Exercise description:
Tally the lines in the items below that contain the string "moon", and reply with the number alone.

Data for the task:
**********
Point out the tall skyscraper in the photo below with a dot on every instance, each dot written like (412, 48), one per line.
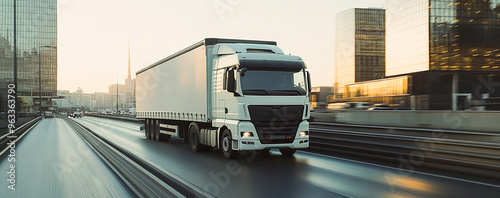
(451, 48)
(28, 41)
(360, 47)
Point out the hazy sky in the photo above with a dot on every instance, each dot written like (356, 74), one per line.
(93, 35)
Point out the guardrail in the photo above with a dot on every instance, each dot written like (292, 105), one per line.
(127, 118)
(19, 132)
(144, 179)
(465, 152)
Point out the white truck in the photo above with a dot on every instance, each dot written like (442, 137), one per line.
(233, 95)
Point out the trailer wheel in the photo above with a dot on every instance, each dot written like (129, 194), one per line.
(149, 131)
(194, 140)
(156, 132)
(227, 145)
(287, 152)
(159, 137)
**********
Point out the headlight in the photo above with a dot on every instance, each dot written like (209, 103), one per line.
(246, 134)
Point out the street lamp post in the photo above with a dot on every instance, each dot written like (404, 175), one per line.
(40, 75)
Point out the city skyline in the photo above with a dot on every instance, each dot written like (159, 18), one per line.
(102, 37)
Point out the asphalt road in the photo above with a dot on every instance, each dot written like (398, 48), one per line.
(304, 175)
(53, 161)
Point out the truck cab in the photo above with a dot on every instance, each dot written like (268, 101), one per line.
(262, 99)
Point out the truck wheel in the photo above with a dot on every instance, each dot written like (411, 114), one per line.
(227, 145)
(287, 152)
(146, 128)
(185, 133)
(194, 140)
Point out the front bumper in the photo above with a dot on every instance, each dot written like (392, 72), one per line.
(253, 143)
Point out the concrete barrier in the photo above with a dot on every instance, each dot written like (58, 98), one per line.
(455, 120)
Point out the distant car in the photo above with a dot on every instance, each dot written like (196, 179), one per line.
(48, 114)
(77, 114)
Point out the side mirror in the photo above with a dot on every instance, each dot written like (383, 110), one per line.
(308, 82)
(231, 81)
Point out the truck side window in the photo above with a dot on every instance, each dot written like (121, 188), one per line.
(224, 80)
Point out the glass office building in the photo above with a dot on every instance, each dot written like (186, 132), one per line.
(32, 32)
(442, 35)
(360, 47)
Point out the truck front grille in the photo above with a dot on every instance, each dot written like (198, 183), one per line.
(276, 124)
**********
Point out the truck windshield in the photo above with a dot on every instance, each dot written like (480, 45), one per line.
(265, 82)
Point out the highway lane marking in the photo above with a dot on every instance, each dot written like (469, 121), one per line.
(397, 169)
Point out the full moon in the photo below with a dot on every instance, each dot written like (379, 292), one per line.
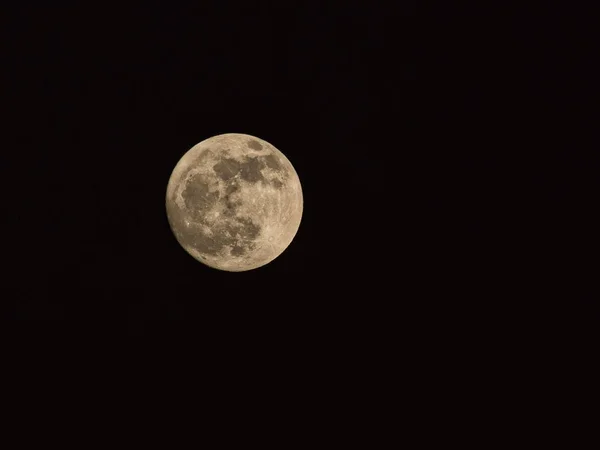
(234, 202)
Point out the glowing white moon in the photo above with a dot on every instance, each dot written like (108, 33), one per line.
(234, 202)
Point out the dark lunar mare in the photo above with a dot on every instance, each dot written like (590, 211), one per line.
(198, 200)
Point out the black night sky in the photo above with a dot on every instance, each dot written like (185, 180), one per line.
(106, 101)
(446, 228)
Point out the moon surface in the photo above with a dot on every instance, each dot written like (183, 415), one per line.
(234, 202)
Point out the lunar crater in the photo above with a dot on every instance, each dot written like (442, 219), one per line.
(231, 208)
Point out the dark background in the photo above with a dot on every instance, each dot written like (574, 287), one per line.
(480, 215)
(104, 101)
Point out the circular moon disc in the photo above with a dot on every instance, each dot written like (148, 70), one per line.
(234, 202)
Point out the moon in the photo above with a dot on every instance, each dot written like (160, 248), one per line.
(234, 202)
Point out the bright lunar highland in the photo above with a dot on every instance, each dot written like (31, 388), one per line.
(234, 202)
**********
Solution for this exercise:
5